(Problem description) Every line of the material must be written out again unchanged.

(The data)
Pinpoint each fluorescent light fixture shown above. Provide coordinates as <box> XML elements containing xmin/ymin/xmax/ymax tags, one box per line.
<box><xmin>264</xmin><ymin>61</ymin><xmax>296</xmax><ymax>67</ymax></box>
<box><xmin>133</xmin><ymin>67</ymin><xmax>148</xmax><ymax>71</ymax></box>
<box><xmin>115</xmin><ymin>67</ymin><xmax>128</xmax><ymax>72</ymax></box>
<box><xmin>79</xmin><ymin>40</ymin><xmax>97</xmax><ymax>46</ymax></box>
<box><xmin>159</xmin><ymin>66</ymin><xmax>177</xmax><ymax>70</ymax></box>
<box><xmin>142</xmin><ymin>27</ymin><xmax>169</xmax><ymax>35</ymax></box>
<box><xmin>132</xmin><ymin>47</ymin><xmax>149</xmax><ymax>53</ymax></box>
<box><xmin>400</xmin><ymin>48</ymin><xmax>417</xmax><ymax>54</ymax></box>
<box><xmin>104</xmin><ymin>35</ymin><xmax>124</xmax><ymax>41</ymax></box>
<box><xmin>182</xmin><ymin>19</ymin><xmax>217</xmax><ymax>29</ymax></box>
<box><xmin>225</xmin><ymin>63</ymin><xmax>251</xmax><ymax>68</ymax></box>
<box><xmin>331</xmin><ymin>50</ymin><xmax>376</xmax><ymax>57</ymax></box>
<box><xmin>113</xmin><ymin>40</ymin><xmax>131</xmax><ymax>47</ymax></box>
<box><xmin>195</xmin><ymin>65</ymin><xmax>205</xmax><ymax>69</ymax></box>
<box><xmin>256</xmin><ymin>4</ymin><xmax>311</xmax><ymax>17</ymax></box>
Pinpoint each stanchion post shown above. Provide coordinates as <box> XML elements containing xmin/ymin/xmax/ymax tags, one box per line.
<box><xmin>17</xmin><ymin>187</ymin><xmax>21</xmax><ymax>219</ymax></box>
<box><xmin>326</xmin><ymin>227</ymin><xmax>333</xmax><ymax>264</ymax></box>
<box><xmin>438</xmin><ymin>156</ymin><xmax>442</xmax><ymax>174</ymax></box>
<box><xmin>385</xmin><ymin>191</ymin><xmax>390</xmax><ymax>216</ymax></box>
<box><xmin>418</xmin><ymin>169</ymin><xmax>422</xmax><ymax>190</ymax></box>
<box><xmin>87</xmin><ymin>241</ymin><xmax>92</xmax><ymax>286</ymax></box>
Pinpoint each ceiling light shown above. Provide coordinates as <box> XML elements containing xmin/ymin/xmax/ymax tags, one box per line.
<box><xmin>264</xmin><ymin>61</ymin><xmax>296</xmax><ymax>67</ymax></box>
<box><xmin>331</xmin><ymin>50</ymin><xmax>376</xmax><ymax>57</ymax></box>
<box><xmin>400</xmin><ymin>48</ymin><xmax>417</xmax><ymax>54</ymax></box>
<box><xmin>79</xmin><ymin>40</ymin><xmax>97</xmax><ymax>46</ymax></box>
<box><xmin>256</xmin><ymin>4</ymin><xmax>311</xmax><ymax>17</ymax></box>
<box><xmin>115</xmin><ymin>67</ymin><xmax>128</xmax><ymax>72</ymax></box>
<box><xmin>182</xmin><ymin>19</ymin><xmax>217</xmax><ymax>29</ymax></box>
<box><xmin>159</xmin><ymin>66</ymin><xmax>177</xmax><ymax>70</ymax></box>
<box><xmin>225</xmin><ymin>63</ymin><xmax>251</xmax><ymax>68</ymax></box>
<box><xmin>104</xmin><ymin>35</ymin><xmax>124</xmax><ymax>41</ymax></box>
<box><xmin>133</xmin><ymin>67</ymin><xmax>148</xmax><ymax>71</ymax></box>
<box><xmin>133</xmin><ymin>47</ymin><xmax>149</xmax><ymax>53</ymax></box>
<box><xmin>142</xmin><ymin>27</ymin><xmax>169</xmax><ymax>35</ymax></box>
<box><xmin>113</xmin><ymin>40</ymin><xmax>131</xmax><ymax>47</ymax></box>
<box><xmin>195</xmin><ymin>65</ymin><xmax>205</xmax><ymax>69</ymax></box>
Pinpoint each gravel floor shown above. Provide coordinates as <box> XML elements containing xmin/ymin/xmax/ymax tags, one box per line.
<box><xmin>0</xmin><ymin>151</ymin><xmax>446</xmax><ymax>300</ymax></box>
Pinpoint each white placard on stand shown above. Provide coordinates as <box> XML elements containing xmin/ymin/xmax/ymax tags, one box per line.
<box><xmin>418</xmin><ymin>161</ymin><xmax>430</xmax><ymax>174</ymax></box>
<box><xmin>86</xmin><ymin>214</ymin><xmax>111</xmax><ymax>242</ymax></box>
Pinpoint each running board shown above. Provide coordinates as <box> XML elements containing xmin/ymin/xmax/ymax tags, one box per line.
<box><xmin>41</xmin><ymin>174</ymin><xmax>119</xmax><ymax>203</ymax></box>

(Response area)
Pinpoint each fluorescent light fixture shown above. Provide coordinates as <box> XML elements containing xmin/ymin/xmax/ymax tags, one box per line.
<box><xmin>264</xmin><ymin>61</ymin><xmax>296</xmax><ymax>67</ymax></box>
<box><xmin>133</xmin><ymin>67</ymin><xmax>148</xmax><ymax>71</ymax></box>
<box><xmin>115</xmin><ymin>67</ymin><xmax>128</xmax><ymax>72</ymax></box>
<box><xmin>79</xmin><ymin>40</ymin><xmax>97</xmax><ymax>46</ymax></box>
<box><xmin>159</xmin><ymin>66</ymin><xmax>177</xmax><ymax>70</ymax></box>
<box><xmin>142</xmin><ymin>27</ymin><xmax>169</xmax><ymax>35</ymax></box>
<box><xmin>132</xmin><ymin>47</ymin><xmax>149</xmax><ymax>53</ymax></box>
<box><xmin>400</xmin><ymin>48</ymin><xmax>417</xmax><ymax>54</ymax></box>
<box><xmin>104</xmin><ymin>35</ymin><xmax>124</xmax><ymax>41</ymax></box>
<box><xmin>182</xmin><ymin>19</ymin><xmax>217</xmax><ymax>29</ymax></box>
<box><xmin>225</xmin><ymin>63</ymin><xmax>251</xmax><ymax>68</ymax></box>
<box><xmin>331</xmin><ymin>50</ymin><xmax>376</xmax><ymax>57</ymax></box>
<box><xmin>113</xmin><ymin>40</ymin><xmax>131</xmax><ymax>47</ymax></box>
<box><xmin>195</xmin><ymin>65</ymin><xmax>205</xmax><ymax>69</ymax></box>
<box><xmin>256</xmin><ymin>4</ymin><xmax>311</xmax><ymax>17</ymax></box>
Pinpoint each stanchion post shown above. Provide coordinates as <box> XML elements containing xmin/ymin/xmax/ymax tags, one box per line.
<box><xmin>17</xmin><ymin>187</ymin><xmax>21</xmax><ymax>219</ymax></box>
<box><xmin>326</xmin><ymin>227</ymin><xmax>333</xmax><ymax>264</ymax></box>
<box><xmin>438</xmin><ymin>156</ymin><xmax>442</xmax><ymax>174</ymax></box>
<box><xmin>385</xmin><ymin>191</ymin><xmax>390</xmax><ymax>216</ymax></box>
<box><xmin>418</xmin><ymin>169</ymin><xmax>422</xmax><ymax>190</ymax></box>
<box><xmin>87</xmin><ymin>241</ymin><xmax>92</xmax><ymax>286</ymax></box>
Pinpoint each ceiling light shown above. Provide coordinates as <box> XML elements containing xmin/ymin/xmax/ymax tags, one box per line.
<box><xmin>264</xmin><ymin>61</ymin><xmax>296</xmax><ymax>67</ymax></box>
<box><xmin>331</xmin><ymin>50</ymin><xmax>376</xmax><ymax>57</ymax></box>
<box><xmin>400</xmin><ymin>48</ymin><xmax>417</xmax><ymax>54</ymax></box>
<box><xmin>79</xmin><ymin>40</ymin><xmax>97</xmax><ymax>46</ymax></box>
<box><xmin>256</xmin><ymin>4</ymin><xmax>311</xmax><ymax>17</ymax></box>
<box><xmin>115</xmin><ymin>67</ymin><xmax>128</xmax><ymax>72</ymax></box>
<box><xmin>182</xmin><ymin>19</ymin><xmax>217</xmax><ymax>29</ymax></box>
<box><xmin>159</xmin><ymin>66</ymin><xmax>177</xmax><ymax>70</ymax></box>
<box><xmin>225</xmin><ymin>63</ymin><xmax>251</xmax><ymax>68</ymax></box>
<box><xmin>104</xmin><ymin>35</ymin><xmax>124</xmax><ymax>41</ymax></box>
<box><xmin>133</xmin><ymin>67</ymin><xmax>148</xmax><ymax>71</ymax></box>
<box><xmin>133</xmin><ymin>47</ymin><xmax>149</xmax><ymax>53</ymax></box>
<box><xmin>142</xmin><ymin>27</ymin><xmax>169</xmax><ymax>35</ymax></box>
<box><xmin>113</xmin><ymin>40</ymin><xmax>131</xmax><ymax>47</ymax></box>
<box><xmin>195</xmin><ymin>65</ymin><xmax>205</xmax><ymax>69</ymax></box>
Pinpoint each gravel floor shown above. Provide coordinates as <box> XML elements containing xmin/ymin/xmax/ymax tags, one box per line.
<box><xmin>0</xmin><ymin>151</ymin><xmax>446</xmax><ymax>300</ymax></box>
Pinpoint each white placard on stand shown above. Provide coordinates as <box> XML elements containing xmin/ymin/xmax/ymax tags, one box per line.
<box><xmin>418</xmin><ymin>161</ymin><xmax>430</xmax><ymax>174</ymax></box>
<box><xmin>86</xmin><ymin>214</ymin><xmax>111</xmax><ymax>242</ymax></box>
Pinpoint each running board shown above. Provide coordinates as <box> XML elements containing xmin/ymin/xmax/ymax tags, one box per line.
<box><xmin>41</xmin><ymin>174</ymin><xmax>119</xmax><ymax>203</ymax></box>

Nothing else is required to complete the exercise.